*What you have to do*:
Copy word for word the passage of the haunt review starting with "Asylum had some" and going on through "in this category.".

*Study text*:
Asylum had some amazing silicone props in this haunt, and it’s worth explicitly naming! One specific scene had a prop dummy that up until the very end of the scene, I was 100% convinced was a living actor. However, as a haunt that has maintained the same theme for years, I would have expected a bit more heat in this category as far as scenes went. Lighting seemed inappropriate at times, and some props weren’t reset before the next group came in. Makeup and costumes were both solid and no characters felt out of place or rushed. Visuals were about average, but for a haunt with returning themes, I would have expected a bit more in this category.


I have TONS to say in this category—both good and not so good. This walkthrough setup is my favorite—interactive scenes where you’re pushed through at regular intervals—and the area where this haunt excels most! So much can be done with this structure and it’s one of the only ones in the eastern Oklahoma region who are capitalizing on this. I loved it! Getting to participate fully physically and verbally gives this façade of power in a walkthrough, even though you are not in control whatsoever. All the potential was there, but the scenes fell short (just not very scary) due to some difficulty of actors using improv. On two occasions, the group we caught up to were refusing to participate and instead of looking to other volunteers, the actors persisted far too long for folks who just weren’t going to be willing to go. At a certain point, refusal is imminent and pivoting to a new victim is essential.

*Referring expression pointing data*:

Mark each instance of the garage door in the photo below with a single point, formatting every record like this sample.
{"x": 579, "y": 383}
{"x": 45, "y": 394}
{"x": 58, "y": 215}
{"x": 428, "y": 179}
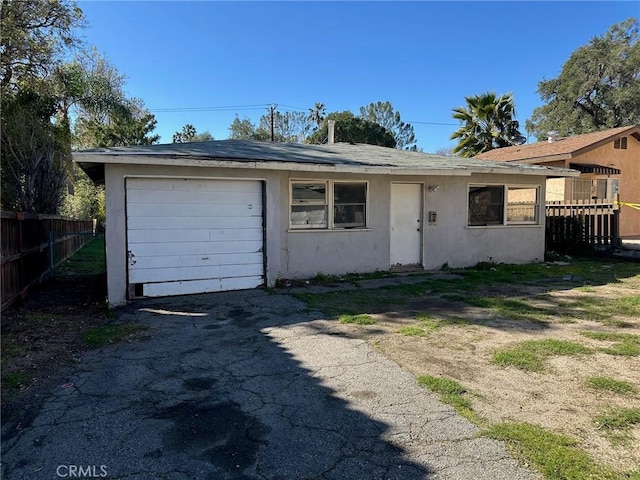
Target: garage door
{"x": 193, "y": 236}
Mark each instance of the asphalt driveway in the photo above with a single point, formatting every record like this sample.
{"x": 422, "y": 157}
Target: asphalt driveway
{"x": 246, "y": 385}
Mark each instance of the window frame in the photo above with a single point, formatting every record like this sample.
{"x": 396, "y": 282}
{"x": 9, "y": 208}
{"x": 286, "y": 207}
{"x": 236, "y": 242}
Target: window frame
{"x": 536, "y": 220}
{"x": 330, "y": 205}
{"x": 505, "y": 204}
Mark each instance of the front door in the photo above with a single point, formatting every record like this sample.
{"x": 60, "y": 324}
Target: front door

*Output below*:
Asylum had some amazing silicone props in this haunt, and it’s worth explicitly naming! One specific scene had a prop dummy that up until the very end of the scene, I was 100% convinced was a living actor. However, as a haunt that has maintained the same theme for years, I would have expected a bit more heat in this category as far as scenes went. Lighting seemed inappropriate at times, and some props weren’t reset before the next group came in. Makeup and costumes were both solid and no characters felt out of place or rushed. Visuals were about average, but for a haunt with returning themes, I would have expected a bit more in this category.